§ **Task prompt**
Search term "floor": please show all lines in the listing that contain it.

- - -

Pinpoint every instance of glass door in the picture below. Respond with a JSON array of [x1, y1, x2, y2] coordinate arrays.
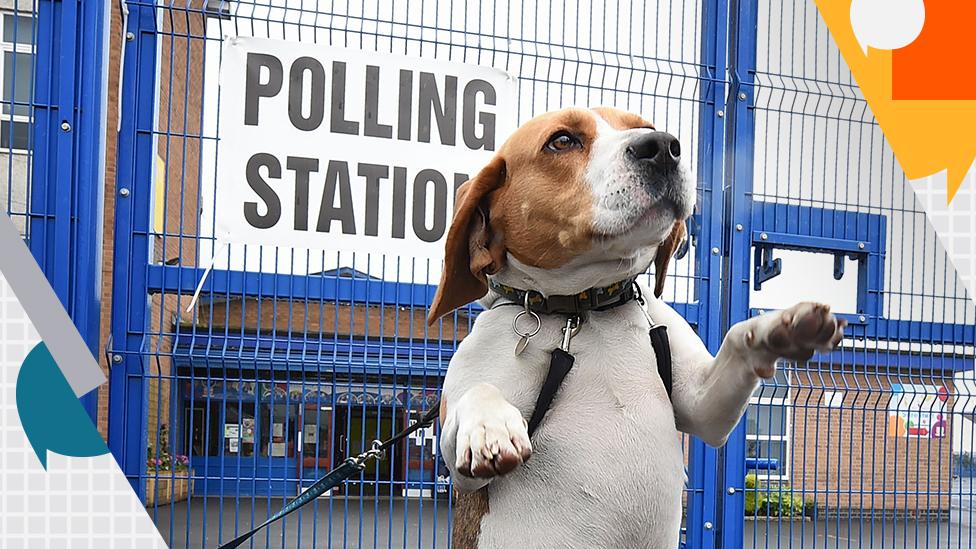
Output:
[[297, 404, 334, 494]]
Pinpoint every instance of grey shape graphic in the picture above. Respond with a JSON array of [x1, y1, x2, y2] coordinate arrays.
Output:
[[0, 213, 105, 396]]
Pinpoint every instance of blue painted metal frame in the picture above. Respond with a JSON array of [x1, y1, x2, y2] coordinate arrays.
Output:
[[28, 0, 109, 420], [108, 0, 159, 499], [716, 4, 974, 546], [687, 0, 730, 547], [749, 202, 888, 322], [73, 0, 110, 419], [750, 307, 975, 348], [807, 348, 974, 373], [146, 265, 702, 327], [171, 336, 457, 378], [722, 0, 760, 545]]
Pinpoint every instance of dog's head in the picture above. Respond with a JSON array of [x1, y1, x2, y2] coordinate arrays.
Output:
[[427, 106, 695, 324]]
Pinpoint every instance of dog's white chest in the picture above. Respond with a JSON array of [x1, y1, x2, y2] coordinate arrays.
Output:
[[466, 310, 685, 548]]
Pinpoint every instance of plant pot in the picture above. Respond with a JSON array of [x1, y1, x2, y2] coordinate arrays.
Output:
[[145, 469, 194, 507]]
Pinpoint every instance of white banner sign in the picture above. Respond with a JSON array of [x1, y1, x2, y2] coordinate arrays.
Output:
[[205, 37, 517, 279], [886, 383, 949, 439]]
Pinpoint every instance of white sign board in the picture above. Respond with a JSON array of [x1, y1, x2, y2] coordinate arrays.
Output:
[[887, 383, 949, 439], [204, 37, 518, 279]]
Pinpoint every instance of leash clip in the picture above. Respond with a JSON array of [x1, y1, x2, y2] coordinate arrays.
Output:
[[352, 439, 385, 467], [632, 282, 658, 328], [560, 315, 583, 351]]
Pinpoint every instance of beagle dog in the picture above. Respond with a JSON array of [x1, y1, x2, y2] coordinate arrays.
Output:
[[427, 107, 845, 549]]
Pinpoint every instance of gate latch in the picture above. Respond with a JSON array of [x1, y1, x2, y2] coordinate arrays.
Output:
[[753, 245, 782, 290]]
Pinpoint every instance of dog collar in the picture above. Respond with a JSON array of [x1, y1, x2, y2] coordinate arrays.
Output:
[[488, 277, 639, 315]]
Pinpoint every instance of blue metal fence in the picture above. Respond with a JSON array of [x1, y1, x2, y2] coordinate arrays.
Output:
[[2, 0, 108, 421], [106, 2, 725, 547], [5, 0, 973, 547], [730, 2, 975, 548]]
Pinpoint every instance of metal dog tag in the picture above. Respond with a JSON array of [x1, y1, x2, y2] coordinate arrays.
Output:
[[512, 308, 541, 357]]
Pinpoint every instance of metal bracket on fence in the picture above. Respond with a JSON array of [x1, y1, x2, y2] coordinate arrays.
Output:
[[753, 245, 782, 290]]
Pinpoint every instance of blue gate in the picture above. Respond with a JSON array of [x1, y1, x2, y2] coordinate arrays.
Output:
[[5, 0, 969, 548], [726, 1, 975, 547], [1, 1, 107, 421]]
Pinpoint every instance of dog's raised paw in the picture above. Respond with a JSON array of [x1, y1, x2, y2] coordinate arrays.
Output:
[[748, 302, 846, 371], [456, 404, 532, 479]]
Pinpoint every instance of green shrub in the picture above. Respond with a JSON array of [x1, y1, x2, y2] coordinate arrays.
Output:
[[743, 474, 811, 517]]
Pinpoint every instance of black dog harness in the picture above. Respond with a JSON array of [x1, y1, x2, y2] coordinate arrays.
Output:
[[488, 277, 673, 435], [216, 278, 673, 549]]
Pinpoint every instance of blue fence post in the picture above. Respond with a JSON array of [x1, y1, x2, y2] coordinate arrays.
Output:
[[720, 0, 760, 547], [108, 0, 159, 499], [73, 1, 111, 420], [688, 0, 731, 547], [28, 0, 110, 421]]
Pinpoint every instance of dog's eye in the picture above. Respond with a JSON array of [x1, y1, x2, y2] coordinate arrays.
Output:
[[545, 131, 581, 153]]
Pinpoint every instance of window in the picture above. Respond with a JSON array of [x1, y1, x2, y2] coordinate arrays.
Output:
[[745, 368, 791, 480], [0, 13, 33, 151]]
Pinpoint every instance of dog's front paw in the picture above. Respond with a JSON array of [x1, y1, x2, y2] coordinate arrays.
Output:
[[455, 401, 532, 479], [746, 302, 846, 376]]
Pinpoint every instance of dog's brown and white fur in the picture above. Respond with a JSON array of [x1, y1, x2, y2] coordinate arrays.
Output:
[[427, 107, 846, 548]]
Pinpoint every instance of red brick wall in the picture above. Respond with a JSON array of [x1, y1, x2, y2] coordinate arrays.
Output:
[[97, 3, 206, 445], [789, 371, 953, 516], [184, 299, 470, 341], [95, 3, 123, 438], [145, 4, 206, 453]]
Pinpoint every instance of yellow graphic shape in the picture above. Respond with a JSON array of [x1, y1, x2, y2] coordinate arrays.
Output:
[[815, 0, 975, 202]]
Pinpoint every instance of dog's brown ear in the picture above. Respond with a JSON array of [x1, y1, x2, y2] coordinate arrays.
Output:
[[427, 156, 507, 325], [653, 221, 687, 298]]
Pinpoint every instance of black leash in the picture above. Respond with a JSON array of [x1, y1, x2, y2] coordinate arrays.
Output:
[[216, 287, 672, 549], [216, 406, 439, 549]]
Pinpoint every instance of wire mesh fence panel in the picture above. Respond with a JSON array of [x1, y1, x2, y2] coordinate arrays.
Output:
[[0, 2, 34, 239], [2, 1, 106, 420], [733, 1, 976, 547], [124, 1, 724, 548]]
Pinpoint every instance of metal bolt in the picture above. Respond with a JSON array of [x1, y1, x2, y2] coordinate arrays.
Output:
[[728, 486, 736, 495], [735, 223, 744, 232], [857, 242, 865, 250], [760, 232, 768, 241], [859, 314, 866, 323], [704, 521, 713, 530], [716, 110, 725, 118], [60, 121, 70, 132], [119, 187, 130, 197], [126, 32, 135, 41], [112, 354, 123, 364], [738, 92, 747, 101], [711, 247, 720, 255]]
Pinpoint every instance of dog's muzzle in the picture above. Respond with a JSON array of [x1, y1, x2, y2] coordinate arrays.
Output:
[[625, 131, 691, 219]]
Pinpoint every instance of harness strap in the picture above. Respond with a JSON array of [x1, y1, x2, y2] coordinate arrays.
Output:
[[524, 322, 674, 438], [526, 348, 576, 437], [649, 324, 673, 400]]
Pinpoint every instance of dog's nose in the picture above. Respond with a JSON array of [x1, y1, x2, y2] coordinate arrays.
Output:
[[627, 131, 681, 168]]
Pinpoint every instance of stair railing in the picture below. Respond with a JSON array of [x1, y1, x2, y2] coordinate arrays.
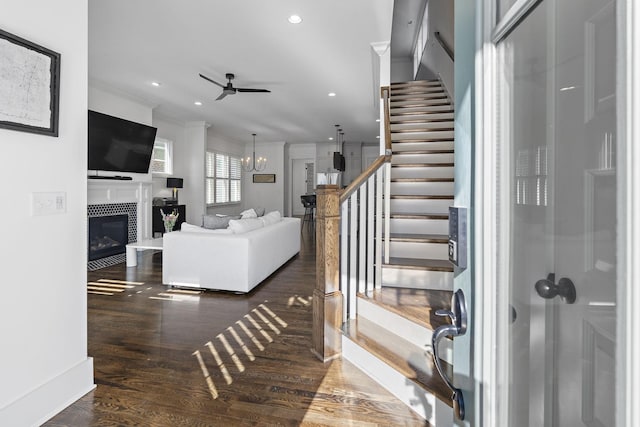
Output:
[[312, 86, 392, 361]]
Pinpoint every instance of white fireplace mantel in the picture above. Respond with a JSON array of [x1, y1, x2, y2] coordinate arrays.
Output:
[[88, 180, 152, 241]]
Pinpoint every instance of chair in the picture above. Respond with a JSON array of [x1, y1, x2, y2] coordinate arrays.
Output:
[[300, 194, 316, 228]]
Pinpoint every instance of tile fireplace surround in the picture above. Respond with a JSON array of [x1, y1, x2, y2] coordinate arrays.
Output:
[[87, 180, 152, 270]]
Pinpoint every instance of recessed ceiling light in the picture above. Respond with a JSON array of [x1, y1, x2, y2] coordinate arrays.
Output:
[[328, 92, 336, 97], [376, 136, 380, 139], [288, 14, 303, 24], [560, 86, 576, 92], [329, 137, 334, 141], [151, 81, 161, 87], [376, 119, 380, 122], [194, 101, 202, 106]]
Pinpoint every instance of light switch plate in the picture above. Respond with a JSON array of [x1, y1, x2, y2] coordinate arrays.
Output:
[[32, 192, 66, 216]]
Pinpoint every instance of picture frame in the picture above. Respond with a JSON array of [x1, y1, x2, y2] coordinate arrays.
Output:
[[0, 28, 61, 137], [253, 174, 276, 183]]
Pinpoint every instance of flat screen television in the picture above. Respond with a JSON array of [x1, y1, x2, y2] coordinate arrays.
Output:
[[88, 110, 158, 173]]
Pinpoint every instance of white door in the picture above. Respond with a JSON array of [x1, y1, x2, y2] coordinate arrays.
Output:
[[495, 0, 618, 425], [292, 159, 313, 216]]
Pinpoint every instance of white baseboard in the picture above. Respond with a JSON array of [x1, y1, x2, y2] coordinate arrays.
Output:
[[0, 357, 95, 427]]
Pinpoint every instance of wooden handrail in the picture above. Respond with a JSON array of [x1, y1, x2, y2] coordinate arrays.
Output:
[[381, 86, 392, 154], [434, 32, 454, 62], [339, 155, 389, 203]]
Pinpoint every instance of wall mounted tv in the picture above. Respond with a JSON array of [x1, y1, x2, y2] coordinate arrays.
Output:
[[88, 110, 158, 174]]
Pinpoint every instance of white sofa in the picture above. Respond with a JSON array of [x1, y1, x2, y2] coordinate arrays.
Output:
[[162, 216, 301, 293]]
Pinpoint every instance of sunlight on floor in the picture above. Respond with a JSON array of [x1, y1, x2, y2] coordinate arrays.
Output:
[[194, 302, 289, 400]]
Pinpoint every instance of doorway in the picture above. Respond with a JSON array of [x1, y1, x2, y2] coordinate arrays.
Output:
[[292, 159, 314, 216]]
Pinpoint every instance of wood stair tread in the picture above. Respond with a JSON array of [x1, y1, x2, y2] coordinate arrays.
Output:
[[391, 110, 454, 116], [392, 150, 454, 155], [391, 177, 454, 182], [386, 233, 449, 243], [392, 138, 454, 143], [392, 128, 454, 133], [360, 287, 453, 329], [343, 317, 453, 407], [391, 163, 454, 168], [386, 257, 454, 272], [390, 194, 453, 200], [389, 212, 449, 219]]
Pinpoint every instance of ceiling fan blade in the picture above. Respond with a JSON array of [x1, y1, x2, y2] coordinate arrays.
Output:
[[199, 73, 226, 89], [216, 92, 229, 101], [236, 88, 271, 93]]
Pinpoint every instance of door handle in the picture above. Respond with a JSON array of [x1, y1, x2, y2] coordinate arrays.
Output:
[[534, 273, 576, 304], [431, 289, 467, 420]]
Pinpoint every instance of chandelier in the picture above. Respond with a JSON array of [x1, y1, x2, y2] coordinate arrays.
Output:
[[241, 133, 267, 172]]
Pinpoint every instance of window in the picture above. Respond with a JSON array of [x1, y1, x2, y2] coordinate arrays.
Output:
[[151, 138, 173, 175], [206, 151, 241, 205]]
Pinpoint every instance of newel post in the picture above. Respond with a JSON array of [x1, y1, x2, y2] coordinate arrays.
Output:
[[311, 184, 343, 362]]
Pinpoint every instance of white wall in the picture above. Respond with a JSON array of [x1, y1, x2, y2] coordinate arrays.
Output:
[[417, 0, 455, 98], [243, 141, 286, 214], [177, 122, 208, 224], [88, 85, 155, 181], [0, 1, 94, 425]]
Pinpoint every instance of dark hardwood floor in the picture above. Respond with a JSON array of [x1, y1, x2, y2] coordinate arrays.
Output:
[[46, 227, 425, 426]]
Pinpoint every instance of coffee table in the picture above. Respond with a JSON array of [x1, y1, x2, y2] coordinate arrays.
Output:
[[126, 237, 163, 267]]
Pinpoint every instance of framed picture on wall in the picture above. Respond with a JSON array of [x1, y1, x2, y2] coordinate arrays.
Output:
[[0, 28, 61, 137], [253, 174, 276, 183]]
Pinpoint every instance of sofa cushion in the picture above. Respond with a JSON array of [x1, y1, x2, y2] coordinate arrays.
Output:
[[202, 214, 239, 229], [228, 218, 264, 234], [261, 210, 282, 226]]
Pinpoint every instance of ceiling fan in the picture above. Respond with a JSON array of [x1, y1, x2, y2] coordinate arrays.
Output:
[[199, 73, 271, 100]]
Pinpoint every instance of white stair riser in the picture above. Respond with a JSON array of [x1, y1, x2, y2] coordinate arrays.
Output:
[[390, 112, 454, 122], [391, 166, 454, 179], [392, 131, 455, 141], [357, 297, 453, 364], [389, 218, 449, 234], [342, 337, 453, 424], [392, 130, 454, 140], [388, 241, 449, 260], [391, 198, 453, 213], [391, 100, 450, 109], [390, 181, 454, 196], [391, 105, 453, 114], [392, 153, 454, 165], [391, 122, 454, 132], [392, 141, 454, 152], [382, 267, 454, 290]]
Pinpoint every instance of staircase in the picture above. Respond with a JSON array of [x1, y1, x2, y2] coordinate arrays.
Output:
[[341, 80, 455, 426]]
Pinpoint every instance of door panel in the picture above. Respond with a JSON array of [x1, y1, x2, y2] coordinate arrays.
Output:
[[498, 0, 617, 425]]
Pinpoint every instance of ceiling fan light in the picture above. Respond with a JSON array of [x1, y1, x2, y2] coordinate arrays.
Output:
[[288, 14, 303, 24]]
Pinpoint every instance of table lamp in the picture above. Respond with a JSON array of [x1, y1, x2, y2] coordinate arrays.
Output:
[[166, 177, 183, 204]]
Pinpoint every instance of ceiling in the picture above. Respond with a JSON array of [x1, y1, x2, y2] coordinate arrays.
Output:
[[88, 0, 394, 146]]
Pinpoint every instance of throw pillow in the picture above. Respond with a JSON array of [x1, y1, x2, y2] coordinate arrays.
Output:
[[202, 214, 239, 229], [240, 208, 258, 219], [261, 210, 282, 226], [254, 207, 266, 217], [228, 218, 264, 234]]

- - -

§ **Solution for this exercise**
Pinpoint every instance of sunlight on floor in the picture above. Respond with a JSON array of [x1, y1, x2, y2] coordinate arrays.
Pinpoint every instance of dark hardwood floor in the picture above. Respond with a JSON array of [x1, y1, x2, y2] coordinate arrays.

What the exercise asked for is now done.